[Stored data entries]
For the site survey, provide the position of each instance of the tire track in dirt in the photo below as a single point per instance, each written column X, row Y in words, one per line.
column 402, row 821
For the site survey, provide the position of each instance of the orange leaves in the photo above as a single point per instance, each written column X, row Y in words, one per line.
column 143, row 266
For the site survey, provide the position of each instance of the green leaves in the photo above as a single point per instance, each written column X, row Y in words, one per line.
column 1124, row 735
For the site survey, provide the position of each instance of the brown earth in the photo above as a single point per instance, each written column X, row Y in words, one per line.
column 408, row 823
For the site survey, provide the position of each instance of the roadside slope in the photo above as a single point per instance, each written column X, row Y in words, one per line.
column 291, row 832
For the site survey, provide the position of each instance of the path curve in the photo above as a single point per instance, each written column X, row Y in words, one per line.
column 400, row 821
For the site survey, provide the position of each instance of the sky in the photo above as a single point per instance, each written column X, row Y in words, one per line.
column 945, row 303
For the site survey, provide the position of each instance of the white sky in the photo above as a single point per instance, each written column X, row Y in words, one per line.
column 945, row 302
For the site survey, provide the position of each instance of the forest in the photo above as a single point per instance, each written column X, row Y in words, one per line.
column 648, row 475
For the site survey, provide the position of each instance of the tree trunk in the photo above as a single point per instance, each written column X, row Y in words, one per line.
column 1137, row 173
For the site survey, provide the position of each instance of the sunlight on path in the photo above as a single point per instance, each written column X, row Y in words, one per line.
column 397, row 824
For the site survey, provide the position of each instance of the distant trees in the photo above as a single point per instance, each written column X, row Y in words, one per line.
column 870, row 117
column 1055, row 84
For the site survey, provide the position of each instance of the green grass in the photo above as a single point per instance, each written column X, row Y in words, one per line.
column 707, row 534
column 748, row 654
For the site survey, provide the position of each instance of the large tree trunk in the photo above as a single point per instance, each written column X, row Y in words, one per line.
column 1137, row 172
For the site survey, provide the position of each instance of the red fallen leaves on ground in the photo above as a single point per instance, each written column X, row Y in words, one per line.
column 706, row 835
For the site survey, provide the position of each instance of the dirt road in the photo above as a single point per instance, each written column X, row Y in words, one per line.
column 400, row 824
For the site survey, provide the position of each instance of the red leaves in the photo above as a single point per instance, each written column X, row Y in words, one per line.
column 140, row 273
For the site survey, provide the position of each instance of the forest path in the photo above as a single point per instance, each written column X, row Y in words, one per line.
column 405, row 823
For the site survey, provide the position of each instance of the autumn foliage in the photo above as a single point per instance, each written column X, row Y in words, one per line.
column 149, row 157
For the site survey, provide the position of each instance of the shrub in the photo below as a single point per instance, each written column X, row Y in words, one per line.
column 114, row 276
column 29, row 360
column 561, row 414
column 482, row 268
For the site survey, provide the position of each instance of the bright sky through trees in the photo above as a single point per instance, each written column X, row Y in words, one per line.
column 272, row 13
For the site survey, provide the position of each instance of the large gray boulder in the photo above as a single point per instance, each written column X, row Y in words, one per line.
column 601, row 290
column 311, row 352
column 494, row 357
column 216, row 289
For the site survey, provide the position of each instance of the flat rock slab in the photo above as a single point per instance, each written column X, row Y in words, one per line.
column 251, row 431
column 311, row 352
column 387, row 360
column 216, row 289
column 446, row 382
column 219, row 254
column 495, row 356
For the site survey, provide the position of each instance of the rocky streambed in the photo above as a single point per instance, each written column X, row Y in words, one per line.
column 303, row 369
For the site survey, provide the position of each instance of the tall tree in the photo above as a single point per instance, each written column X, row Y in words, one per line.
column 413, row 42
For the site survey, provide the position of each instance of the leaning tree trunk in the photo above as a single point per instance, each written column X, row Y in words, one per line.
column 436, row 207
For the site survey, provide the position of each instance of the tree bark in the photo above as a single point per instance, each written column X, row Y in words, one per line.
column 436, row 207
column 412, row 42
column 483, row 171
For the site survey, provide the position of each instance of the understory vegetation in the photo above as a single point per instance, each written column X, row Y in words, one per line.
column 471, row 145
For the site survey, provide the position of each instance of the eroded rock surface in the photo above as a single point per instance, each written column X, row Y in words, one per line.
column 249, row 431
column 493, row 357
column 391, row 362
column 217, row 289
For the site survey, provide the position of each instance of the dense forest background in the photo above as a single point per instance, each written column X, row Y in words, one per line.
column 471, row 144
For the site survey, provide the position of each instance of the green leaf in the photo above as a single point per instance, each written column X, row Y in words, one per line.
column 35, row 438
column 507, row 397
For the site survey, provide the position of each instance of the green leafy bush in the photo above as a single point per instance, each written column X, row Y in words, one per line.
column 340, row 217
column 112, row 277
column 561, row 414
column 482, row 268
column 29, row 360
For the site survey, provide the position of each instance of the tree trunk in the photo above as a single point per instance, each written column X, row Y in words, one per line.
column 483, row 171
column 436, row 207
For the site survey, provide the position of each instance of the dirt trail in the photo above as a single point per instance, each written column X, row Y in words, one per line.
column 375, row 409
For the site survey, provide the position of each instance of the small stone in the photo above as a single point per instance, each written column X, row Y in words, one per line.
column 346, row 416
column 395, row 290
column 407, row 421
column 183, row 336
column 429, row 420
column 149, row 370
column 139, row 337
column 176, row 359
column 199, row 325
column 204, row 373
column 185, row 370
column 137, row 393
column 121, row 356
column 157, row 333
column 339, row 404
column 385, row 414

* [TASK TO CARRY OUT]: Go through the records and output them all, word for word.

* [RESPONSE TO THE TASK]:
For the site survey, provide the position of each instance of the tire track in dirt in the photo below as a single point per instance, each written column X, row Y in words, one per line.
column 402, row 821
For the site survey, provide the position of each instance of the orange leaves in the photo above as a single point per instance, each written column X, row Y in words, one per line.
column 143, row 266
For the site survey, provide the position of each instance of the green leaves in the photo above as a single point per instance, each written column X, row Y in words, one per line.
column 1124, row 735
For the site survey, provide the position of each instance of the brown earth in the photo above as a single point per instance, each written column X, row Y in words, one per line.
column 408, row 823
For the site survey, provide the position of each instance of the roadside slope in the photo above as a single point per instance, each written column X, row Y in words, one per line.
column 291, row 832
For the site survey, provide the position of each instance of the path curve in the photo above as a single point per instance, each written column X, row Y in words, one per line.
column 400, row 821
For the site survey, provide the position of each instance of the sky in the photo above as a single point per instance, each written column X, row Y in words, one per line.
column 945, row 303
For the site survey, provide the position of each instance of the white sky in the photo above as a single point per instance, each written column X, row Y in words, one per line.
column 945, row 302
For the site survey, provide the position of each instance of the forest in the photo above as a single point per instance, each written column X, row Y in words, one per line.
column 648, row 475
For the site survey, provide the position of each instance of the tree trunk in the photo above as a single point per instance, each written column X, row Y in words, one per line.
column 1137, row 173
For the site survey, provide the position of each instance of the sunlight on path in the photo above as a single point per instance, each written column X, row Y in words, one per line.
column 397, row 824
For the site survey, provide the position of each instance of the distant trees in the photo above as a single point per instance, each written column X, row Y in words, one per line.
column 870, row 117
column 1055, row 84
For the site survey, provide the position of each instance of the green grass in the photo above as a single point per instance, each written column X, row Y in words, one per line.
column 707, row 534
column 748, row 654
For the site survey, provide the position of each instance of the large tree trunk in the photo above as a single point per instance, each written column X, row Y in words, one per line.
column 1137, row 172
For the site survey, provide the position of each instance of the red fallen leaves on ground in the photo above as a single point per instance, each written column X, row Y in words, one per line.
column 706, row 835
For the site survey, provide the position of each instance of the dirt road in the photo above as a single point per instance, each written column X, row Y in words, one per line.
column 400, row 824
For the site survey, provide the position of each instance of the red leaves in the photo above as a single point per instance, each written column X, row Y in words, one per line.
column 140, row 273
For the site survey, provide the position of each instance of the forest path in the photo above as a single point per instance, each written column X, row Y in words, one per line.
column 405, row 823
For the site survey, provide the position of each instance of the autumn foliage in the photo above as a single point per instance, each written column X, row Y in words, one per line.
column 149, row 157
For the site survey, provide the position of each instance of the shrub in the photo below as a single point per instance, each written column X, row Y in words, one per line.
column 114, row 276
column 29, row 360
column 561, row 414
column 482, row 268
For the site survey, provide the position of each instance of the bright sky through trees in the photo above as a single point per instance, each written column X, row Y in words, one per line.
column 272, row 13
For the site survey, provide the position of each instance of the large gray boulder in the photo above as a single point per instance, each written column X, row Y in words, one per line.
column 601, row 290
column 311, row 352
column 494, row 357
column 216, row 289
For the site survey, provide the position of each instance of the flat rock slab in the photo above as a single point per instance, each written column X, row Y in words, one per line.
column 251, row 431
column 311, row 352
column 387, row 360
column 216, row 289
column 446, row 382
column 219, row 254
column 495, row 356
For the site survey, provide the position of each instance of the rocky streambed in the photo above as a single point per instance, each written column X, row Y in words, one per line.
column 303, row 369
For the site survey, provide the position of each instance of the tall tree in the photo above as a single point per instance, each written column X, row Y in words, one per line.
column 413, row 42
For the site survey, provide the position of each instance of the leaning tree trunk in the photo above as a single point per instance, each written column X, row Y in words, one per line.
column 436, row 207
For the site survey, provide the position of each instance of the tree bark in the photo above as a single point per instance, each written column X, row Y in words, one per line.
column 436, row 207
column 412, row 42
column 483, row 171
For the site survey, provide the position of each instance of the understory vegetation in the photo above as a single point per instance, each written column X, row Y in words, one per line.
column 471, row 145
For the site survey, provide the position of each instance of the eroded rock surface in the photo above as a single point per instance, each written column X, row Y in words, one per line.
column 249, row 431
column 493, row 357
column 391, row 362
column 217, row 289
For the site survey, provide the position of each instance of the dense forest background in the photo above as a single point per instance, each written column X, row Y in words, one per line.
column 471, row 144
For the site survey, provide the position of each instance of the green leaf in the photo above as a single point per instance, each written column X, row Y in words, one per line.
column 35, row 438
column 507, row 397
For the site survey, provide the position of each instance of the green leafy bush in the photo above as a single point per instance, each written column X, row Y in words, one per line.
column 340, row 217
column 112, row 277
column 561, row 414
column 482, row 268
column 29, row 360
For the site survey, provide the position of each instance of the tree trunk in the photo above as a single point per instance, each written column X, row Y in words, one per line.
column 483, row 171
column 436, row 207
For the site survey, provide the position of each instance of the dirt trail in the photo above as a single point per instance, each written column X, row Y in words, one per line.
column 375, row 409
For the site survey, provide the position of each instance of the small stone in the photo above as a single point per instance, each written column X, row Y in words, one per line.
column 346, row 416
column 395, row 290
column 407, row 421
column 183, row 336
column 429, row 420
column 149, row 370
column 139, row 337
column 176, row 359
column 199, row 325
column 204, row 373
column 185, row 370
column 137, row 393
column 121, row 356
column 157, row 333
column 339, row 404
column 385, row 414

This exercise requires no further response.